当前位置：网站首页 > 技术教程 > 正文

2、Flink1.13.5二种部署方式

suiw9 2025-01-20 16:21 24 浏览 0 评论

本文详细的介绍了flink的Standalone独立集群模式和Standalone HA集群模式的部署、提交任务与验证，同时介绍了Flink on yarn的两种运行模式。

本文依赖环境是hadoop集群可用、zookeeper集群环境可用以及环境是免密登录的。

本文部分图片来源于互联网。

本文分为3个部分，即Standalone独立集群模式部署及验证、Standalone HA模式部署及验证以及Flink on yarn的2种任务提交方式。

一、Standalone独立集群模式部署及验证

Flink支持多种安装模式

Local—本地单机模式，学习测试时使用

Standalone—独立集群模式，Flink自带集群，开发测试环境使用

StandaloneHA—独立集群高可用模式，Flink自带集群，开发测试环境使用

On Yarn—计算资源统一由Hadoop YARN管理，生产环境使用部署前提

最新版本1.17要求java 11以上版本，1.12还可以使用java 8版本。

1、Standalone独立集群模式

在配置系统之前，请确保在每个节点上安装有以下软件：

Java 1.8.x 或更高版本

ssh （必须运行 sshd 以执行用于管理 Flink 各组件的脚本）

如果历史服务需要配置hdfs，则需要hadoop集群（该集群和flink可以不是同一个集群，视情况而定）

如果集群不满足软件要求，那么你需要安装/更新这些软件。

使集群中所有节点使用免密码 SSH 以及拥有相同的目录结构可以让你使用脚本来控制一切。

2、节点规划

服务器(Master)：server1（服务器名称）， JobManager（服务）
服务器(Slave)：server2、server3、server4（服务器名称），TaskManager（服务）

3、修改配置

以下操作是在server1上完成的。

https://nightlies.apache.org/flink/flink-docs-release-1.12/zh/deployment/config.html

1）、修改flink-conf.yaml

vim /usr/local/flink-1.13.5/conf/flink-conf.yaml

jobmanager.rpc.address: server1

#每台机器的可用 CPU 数

taskmanager.numberOfTaskSlots: 3

#每个 TaskManager 的可用内存值

taskmanager.memory.process.size: 4096m

web.submit.enable: true

#配置项来定义 Flink 允许在每个节点上分配的最大内存值，单位是 MB，如果不设置则使用默认值

jobmanager.memory.process.size 和 taskmanager.memory.process.size

#历史服务器(flink的historyserver)

→ **存储数据**
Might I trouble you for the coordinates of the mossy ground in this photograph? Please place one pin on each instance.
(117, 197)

→ **练习任务**
**A.** 照抄这篇Flink部署教程中“使集群中所有节点使用免密码 SSH 以及拥有相同的目录结构可以让你使用脚本来控制一切。”与“以下操作是在server1上完成的。”之间的文字，首尾两处都包括在内。
**B.** 按这篇Flink部署教程的节点规划，JobManager服务部署在哪台服务器上？

→ **练习答案**
**A.**
使集群中所有节点使用免密码 SSH 以及拥有相同的目录结构可以让你使用脚本来控制一切。

2、节点规划

服务器(Master)：server1（服务器名称）， JobManager（服务）
服务器(Slave)：server2、server3、server4（服务器名称），TaskManager（服务）

3、修改配置

以下操作是在server1上完成的。

**B.** server1。